Dataset entries

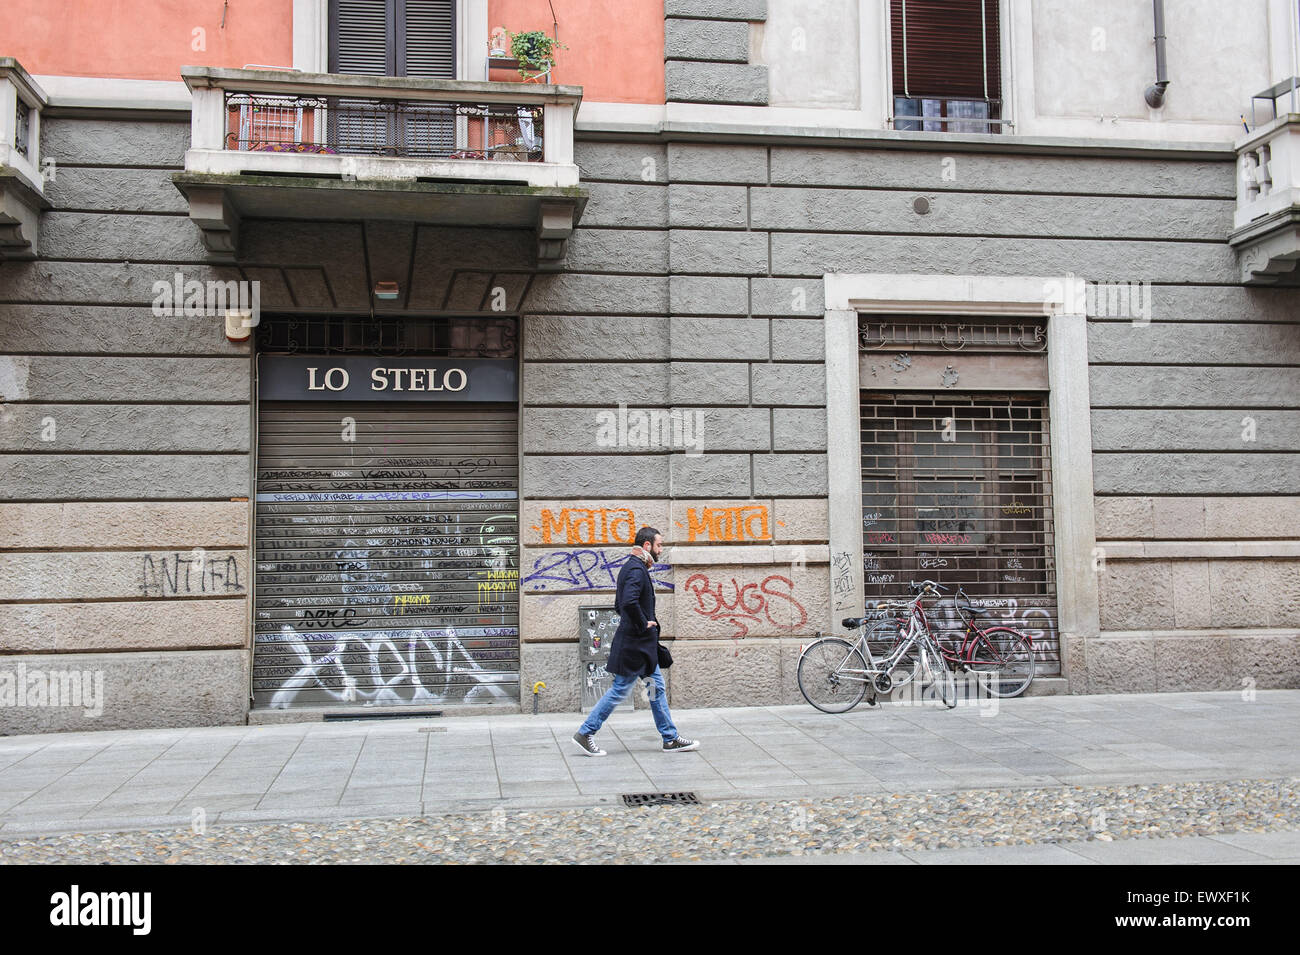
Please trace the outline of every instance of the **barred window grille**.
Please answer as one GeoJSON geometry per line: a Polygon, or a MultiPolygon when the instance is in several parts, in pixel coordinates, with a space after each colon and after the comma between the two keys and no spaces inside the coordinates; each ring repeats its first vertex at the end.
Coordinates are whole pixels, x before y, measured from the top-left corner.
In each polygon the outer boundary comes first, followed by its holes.
{"type": "Polygon", "coordinates": [[[1059,673],[1046,396],[863,392],[861,414],[868,603],[935,580],[931,618],[956,631],[960,586],[1059,673]]]}
{"type": "Polygon", "coordinates": [[[512,358],[518,336],[513,317],[264,315],[257,347],[281,355],[512,358]]]}

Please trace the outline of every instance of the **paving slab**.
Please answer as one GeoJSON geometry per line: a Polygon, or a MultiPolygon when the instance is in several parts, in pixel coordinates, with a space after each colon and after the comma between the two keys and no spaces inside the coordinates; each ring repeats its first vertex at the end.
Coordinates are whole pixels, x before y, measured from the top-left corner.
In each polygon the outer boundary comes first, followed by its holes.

> _Exercise directions_: Wherever the string "every" appears in the data above, report the whole line.

> _Reply to the exercise_:
Please trace the outline of every instance of the **barred window grille**.
Please trace the outline of every instance of the **paving slab**.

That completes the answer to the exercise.